** Exercise prompt **
Reproduce the records. Keep every word exact and include no images.

** Material for the task **
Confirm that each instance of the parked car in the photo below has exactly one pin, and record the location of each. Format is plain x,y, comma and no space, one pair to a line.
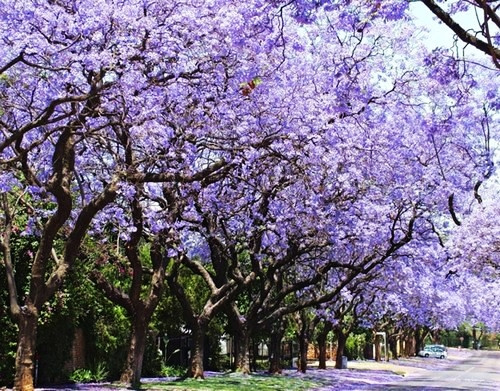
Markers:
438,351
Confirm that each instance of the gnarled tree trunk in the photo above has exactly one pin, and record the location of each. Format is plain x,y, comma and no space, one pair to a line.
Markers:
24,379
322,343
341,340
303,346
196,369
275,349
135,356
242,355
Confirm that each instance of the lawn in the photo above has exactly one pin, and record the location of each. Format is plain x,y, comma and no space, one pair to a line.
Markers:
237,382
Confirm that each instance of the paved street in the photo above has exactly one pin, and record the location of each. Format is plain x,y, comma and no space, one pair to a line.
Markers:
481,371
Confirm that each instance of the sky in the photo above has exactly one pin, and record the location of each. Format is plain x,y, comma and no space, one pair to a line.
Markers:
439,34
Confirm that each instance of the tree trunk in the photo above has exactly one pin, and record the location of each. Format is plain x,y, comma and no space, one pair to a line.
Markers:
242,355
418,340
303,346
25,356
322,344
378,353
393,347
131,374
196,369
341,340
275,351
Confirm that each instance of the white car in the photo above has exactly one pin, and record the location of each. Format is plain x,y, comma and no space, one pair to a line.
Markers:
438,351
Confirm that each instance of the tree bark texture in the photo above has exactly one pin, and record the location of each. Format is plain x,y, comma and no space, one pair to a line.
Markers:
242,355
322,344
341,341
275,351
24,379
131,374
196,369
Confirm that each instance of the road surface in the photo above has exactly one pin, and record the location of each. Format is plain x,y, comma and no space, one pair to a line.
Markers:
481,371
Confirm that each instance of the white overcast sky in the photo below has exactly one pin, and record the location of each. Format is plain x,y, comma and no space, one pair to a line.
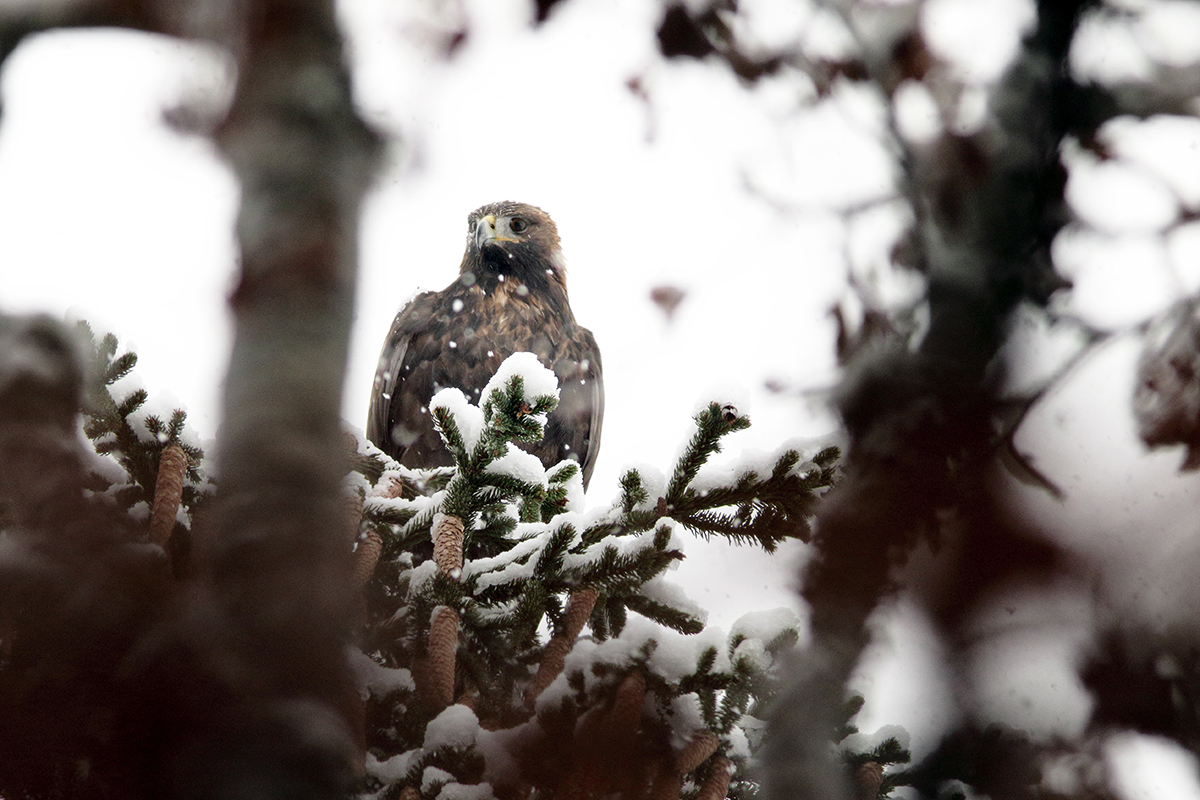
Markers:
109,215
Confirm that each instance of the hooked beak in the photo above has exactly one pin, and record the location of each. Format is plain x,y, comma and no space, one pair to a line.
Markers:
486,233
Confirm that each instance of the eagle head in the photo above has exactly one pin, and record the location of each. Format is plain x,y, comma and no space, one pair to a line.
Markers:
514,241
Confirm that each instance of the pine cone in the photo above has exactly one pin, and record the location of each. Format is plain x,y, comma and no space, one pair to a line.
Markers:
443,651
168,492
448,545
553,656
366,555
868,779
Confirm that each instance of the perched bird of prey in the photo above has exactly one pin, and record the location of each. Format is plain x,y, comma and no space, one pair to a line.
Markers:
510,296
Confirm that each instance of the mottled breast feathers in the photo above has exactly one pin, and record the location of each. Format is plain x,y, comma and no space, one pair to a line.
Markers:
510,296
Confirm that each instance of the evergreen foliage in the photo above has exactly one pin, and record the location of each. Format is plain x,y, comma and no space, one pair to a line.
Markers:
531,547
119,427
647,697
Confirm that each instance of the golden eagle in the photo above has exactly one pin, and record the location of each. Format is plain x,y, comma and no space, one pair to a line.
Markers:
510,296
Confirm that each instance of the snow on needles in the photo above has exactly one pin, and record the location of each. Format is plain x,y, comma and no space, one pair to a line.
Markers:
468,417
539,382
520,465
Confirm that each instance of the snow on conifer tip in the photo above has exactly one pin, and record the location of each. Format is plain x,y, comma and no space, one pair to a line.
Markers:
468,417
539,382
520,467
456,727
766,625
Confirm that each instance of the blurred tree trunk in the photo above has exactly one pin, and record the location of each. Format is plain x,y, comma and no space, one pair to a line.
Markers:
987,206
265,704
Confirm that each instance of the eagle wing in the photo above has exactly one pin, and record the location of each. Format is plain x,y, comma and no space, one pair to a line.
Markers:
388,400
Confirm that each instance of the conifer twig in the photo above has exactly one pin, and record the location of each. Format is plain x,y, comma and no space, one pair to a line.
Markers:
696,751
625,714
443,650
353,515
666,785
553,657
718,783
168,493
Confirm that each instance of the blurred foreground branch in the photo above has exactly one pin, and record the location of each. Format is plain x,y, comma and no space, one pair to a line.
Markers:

** Complete output **
Confirm that each instance of the parked car in the photo below has exactly one pin, and record the location of each. Format is plain x,y, comma and no space, one pair to a line.
Markers:
438,351
Confirm that each instance of the gnarled tree trunk in the photo above has exactly one pin, and record the location of each. Format is plain x,y, comma and no space, one pair to a line.
Markers:
24,379
322,343
341,340
303,346
196,369
275,349
135,356
242,355
Confirm that each instance of the lawn in the photo above has exactly one pin, and record the location of each. Format is plain x,y, comma and no space, one pair to a line.
Markers:
237,382
Confirm that each instance of the paved street in the photo above has exactly one pin, and record the location of each. Format is plain x,y, comma and no space, one pair to a line.
Markers:
481,371
Confirm that each instance of the sky in the photo above has exactly one pin, and record the location of each. Format is plain x,y, comma and no space, one pair to a line.
Markers:
439,34
Confirm that each instance of the tree trunk in the photo above has exactly one pin, and record the location of each. Format is plain x,y, comma and no space, one pair to a line.
Markers:
242,355
418,340
303,346
25,356
322,344
378,353
393,347
131,374
196,369
341,340
275,351
Confirm that each instance of the white car in the photo above has exactly one pin, and record the location of each. Format is plain x,y, comma and no space, one pair to a line.
Markers:
438,351
Confirm that each instance of the tree bark texture in the photo above has exactly one pin, and record the location of each. Format is plain x,y, comma and no space, one pair to a line.
Markers:
242,355
322,344
341,341
275,351
24,379
131,374
196,369
Confirm that each instance of the road surface in the photo above has exactly one pin, and record the location of each. Format is plain x,y, comma and no space, one pair to a line.
Markers:
481,371
Confirm that each instance of the white overcast sky in the photo below has exactly one pin, and record the location of each. Format is plain x,y, comma and no space, one pair to a line.
Markers:
109,215
Confirm that each instance of the hooked beak in the photo above has exactly one pin, and record the location of each. Format is plain x,y, comma and no space, one pair to a line.
Markers:
486,233
Confirm that each instance of the eagle head in the photo above has exactly one pin, and record the location of each. Format is plain x,y, comma and no space, one pair to a line.
Markers:
514,241
Confirm that each instance of the pine cone in the photo above has exactly one pin, and record the location of each. Format is plain x,y, comma and no space, one pair to a line.
Markers:
443,651
168,492
448,545
553,656
366,555
868,779
Confirm that each instance of the perched bird of prey in the photo above has exactly one pin, and record the location of each. Format is plain x,y, comma and no space, one pair to a line.
Markers:
510,296
Confirm that each instance of the mottled breast feathers in the photo above has exactly one pin, and record the location of each. Format is plain x,y, comma and no space, one pair to a line.
Markers:
510,296
Confirm that each instance of the evergreen foliage in the photo above has exactly one pin, and record the location of each. Format is plain x,y, comma and no space, one pair to a line.
Markers:
531,547
119,427
647,697
Confirm that each instance of the golden eagle in the photo above has exactly one pin, and record the location of each. Format is plain x,y, comma and no space, one pair to a line.
Markers:
510,296
Confirm that each instance of the snow on needles in the photo above has exactly one pin, and record the location of each. Format is plain x,y, comma and no space, one pair to a line.
Markers:
468,417
539,382
520,465
Confirm that each instance of the snow on conifer tip in the photo above has exactly one pin, and record the location of each. Format is plain x,y, comma and no space, one pair to a line.
Markers:
468,417
539,382
520,467
456,727
766,625
Confirm that each instance of the blurred tree trunk in the photo above has exactly one pin, and record the location of each. Format is plain x,y, comma and no space, one pair to a line.
Markers:
987,206
265,704
Confirm that each instance of the eagle wing in the photo above has exactly one pin, and record the location of each. Format is plain x,y, comma and no space, one pair to a line.
Markers:
388,400
Confirm that each instance of the conifer twig in the photo above has exactly one pin, and record the location of each. Format is plain x,y, comma and no space, one pair to a line.
Markers:
696,751
625,714
443,650
353,515
666,785
553,657
718,783
168,493
Confirm that each instance of the blurred foreground branch in the photo above has exactly one pin, and record the location of each. Format is plain x,y, comma and no space, one pair to a line.
Markers:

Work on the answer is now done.